◆ **Task details**
Beginning with the line that contains "Could you please spot the chrome", output each line below exactly through the last one, both included, and nothing else.

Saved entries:
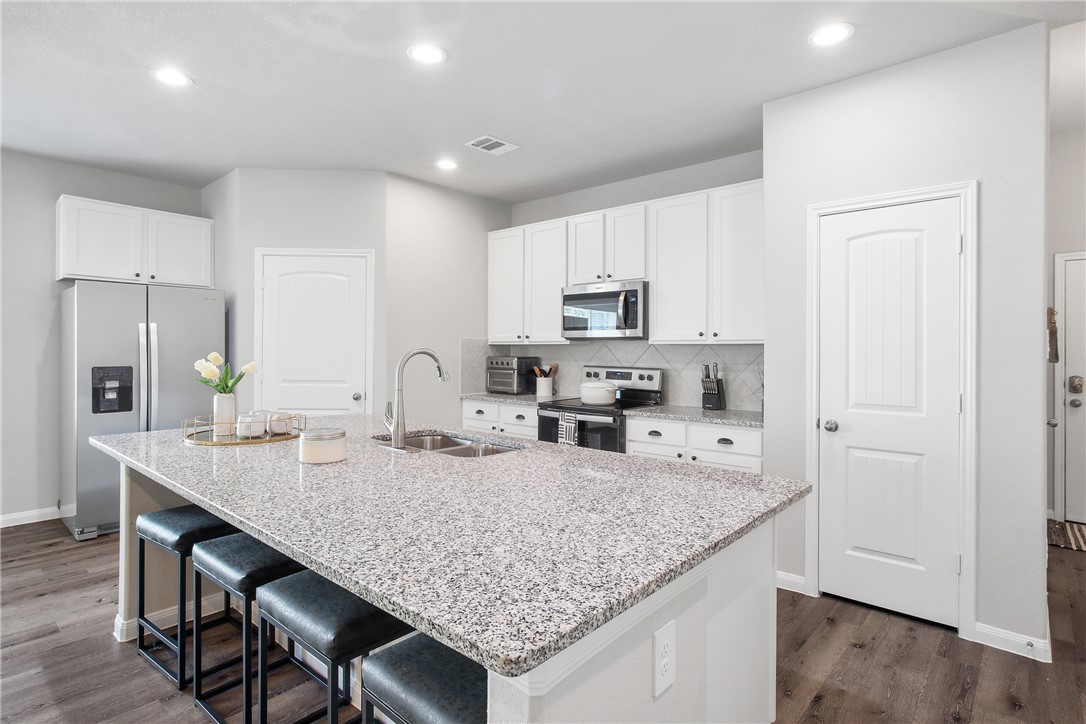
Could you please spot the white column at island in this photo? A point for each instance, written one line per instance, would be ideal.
(551, 566)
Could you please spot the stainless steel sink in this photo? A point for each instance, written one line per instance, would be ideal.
(476, 451)
(450, 445)
(436, 442)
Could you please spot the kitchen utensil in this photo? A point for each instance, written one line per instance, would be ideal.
(597, 393)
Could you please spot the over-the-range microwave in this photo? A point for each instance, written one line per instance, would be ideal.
(611, 309)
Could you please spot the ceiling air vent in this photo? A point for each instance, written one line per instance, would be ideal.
(492, 145)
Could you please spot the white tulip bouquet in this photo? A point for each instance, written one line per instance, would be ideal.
(215, 372)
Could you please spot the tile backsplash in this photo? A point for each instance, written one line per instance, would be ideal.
(741, 366)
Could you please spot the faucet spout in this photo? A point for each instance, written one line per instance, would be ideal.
(394, 414)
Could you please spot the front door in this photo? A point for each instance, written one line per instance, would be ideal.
(313, 333)
(1071, 454)
(889, 406)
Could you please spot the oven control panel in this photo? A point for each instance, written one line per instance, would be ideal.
(627, 378)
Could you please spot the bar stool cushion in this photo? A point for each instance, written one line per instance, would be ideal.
(328, 618)
(178, 529)
(242, 562)
(424, 681)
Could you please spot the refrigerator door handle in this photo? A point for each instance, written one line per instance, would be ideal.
(154, 376)
(142, 377)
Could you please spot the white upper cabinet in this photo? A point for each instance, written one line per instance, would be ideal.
(178, 250)
(505, 293)
(679, 274)
(544, 279)
(624, 243)
(114, 242)
(737, 243)
(607, 245)
(706, 255)
(585, 249)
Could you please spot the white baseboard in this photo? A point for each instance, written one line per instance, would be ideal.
(792, 582)
(29, 517)
(124, 630)
(1039, 649)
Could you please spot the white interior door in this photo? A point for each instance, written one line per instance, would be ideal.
(1071, 455)
(889, 404)
(314, 333)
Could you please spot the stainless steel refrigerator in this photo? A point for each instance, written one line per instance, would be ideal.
(127, 354)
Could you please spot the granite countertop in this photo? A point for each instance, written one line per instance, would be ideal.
(507, 559)
(529, 401)
(737, 418)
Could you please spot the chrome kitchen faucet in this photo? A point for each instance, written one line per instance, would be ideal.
(394, 418)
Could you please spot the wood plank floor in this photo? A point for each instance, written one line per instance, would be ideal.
(837, 661)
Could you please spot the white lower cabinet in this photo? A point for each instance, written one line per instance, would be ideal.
(513, 420)
(716, 445)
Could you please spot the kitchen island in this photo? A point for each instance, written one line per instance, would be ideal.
(551, 566)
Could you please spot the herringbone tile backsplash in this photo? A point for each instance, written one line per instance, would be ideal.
(741, 366)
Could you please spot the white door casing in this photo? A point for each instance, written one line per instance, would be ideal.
(964, 195)
(1070, 407)
(314, 330)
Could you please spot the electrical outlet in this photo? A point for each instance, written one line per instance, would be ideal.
(664, 658)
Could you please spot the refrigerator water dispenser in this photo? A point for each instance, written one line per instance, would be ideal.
(111, 390)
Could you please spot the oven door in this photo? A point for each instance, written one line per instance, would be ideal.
(601, 432)
(604, 310)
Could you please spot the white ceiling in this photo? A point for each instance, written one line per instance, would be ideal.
(593, 92)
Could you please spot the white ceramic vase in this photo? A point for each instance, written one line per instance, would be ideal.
(224, 415)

◆ **Reply to the exercise**
Could you please spot the chrome kitchen faucet in this photo? A point for each instance, written one line per instance, would be ideal.
(394, 418)
Could you please spot the wood plank floor in this photo? A point for each instance, written one line per instance, would be ideal.
(837, 661)
Could you please spot the white lower cabinet in this photo? A point for each instance, written one line per instance, would be ideal.
(513, 420)
(716, 445)
Could you please spot the kitchen island in this photo? A point for each instance, written one line per instance, would be ideal.
(551, 566)
Could you please spot the herringbone tile backsplash in this photo? A point for each instance, written one line per instance, would be ideal.
(741, 366)
Could you please spot the white door casing in this photo? A point for each instance, written one line per instance, would be ideal.
(964, 195)
(1070, 407)
(314, 330)
Could you please spot the electrical outlet in this photo? A point for each instance, written one line per instance, would be ideal.
(664, 658)
Could you please spot the refrigerator water dispenser in this photo? A point for each instance, written one line per instance, would be ideal.
(111, 390)
Could you please spot the oven door in this photo? A point for each instance, written one line per instance, would be ideal.
(601, 432)
(604, 310)
Could you please spot the white ceiling in this photo? A point for each instance, written one line per instance, would be ideal.
(593, 92)
Could you please spot the white ceramic vase in this photo? A point for each instance, written one line per instance, would be ideal.
(224, 415)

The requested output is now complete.